→ **Source**:
>>>

Section 3.2.      Duration of Exercisability
- ------------      --------------------------

         The installments provided for in Section 3.1 are cumulative. Each such
installment which becomes exercisable pursuant to Section 3.1 shall remain
exercisable until it becomes unexercisable.

Section 3.3.      Expiration of Option
- ------------      --------------------

                  (a) The Option may not be exercised to any extent by anyone
after the first to occur of the following events:

                           (i)  The expiration of ten years from the date the
         Option was granted; or

                           (ii) In the case of an Optionee owning (within the
         meaning of Section 424(d) of the Code), at the time the Incentive Stock
         Option was granted, more than 10% of the total combined voting power of
         all classes of stock of the Company or any Subsidiary corporation, the
         expiration of five years from the date the Incentive Stock Option was
         granted; or


                                       6


<PAGE>


                           (iii) Except as the Committee may otherwise approve,
         the date of the Optionee's Termination of Employment for any reason
         other than death or disability (as defined in Section 22(e)(3) of the
         Code); or

                           (iv)  In the case of an Optionee whose Termination of
         Employment is by reason of his or her disability (within the meaning of
         Section 22(e)(3) of the Code), the expiration of 12 months from the
         date of the Optionee's Termination of Employment, unless the Optionee
         dies within said 12 month period, in which case the Option shall cease
         to be exercisable upon the expiration of 180 days from the date of the
         Optionee's death; or

                           (v)   The expiration of 180 days from the date of the
         Optionee's death.

<<<

→ **Data lines**:
>>>

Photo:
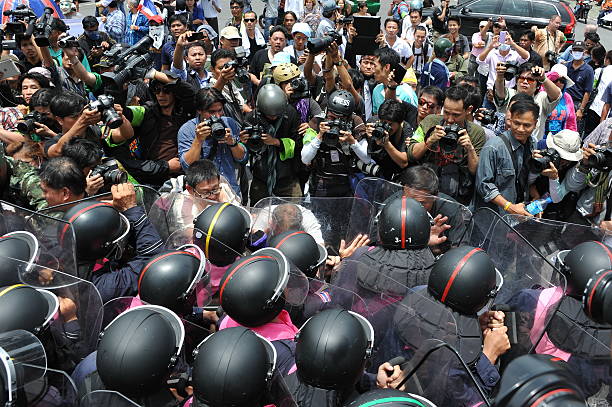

<<<

→ **What you will do**:
1. Transcribe the stock option text from "The installments provided" up to and including "it becomes unexercisable.".
2. According to the stock option text, how long after the date of grant does the Option expire in the general case?
3. Decide whether each statement agrees with the stock option text. Answer yes or no, quoting the words that decide it.
(a) The installments provided for in Section 3.1 are cumulative.
(b) For an Optionee owning more than 10% of the total combined voting power, the Incentive Stock Option expires seven years from the grant date.
(c) One of the listed events is the expiration of 180 days from the date of the Optionee's death.
The material comes from a source unrelated to the stock option text.

→ **Answers for the tasks**:
1.
The installments provided for in Section 3.1 are cumulative. Each such
installment which becomes exercisable pursuant to Section 3.1 shall remain
exercisable until it becomes unexercisable.

2. Ten years from the date the Option was granted.

3.
(a) Yes: "The installments provided for in Section 3.1 are cumulative."
(b) No: "the expiration of five years from the date the Incentive Stock Option was granted"
(c) Yes: "The expiration of 180 days from the date of the Optionee's death."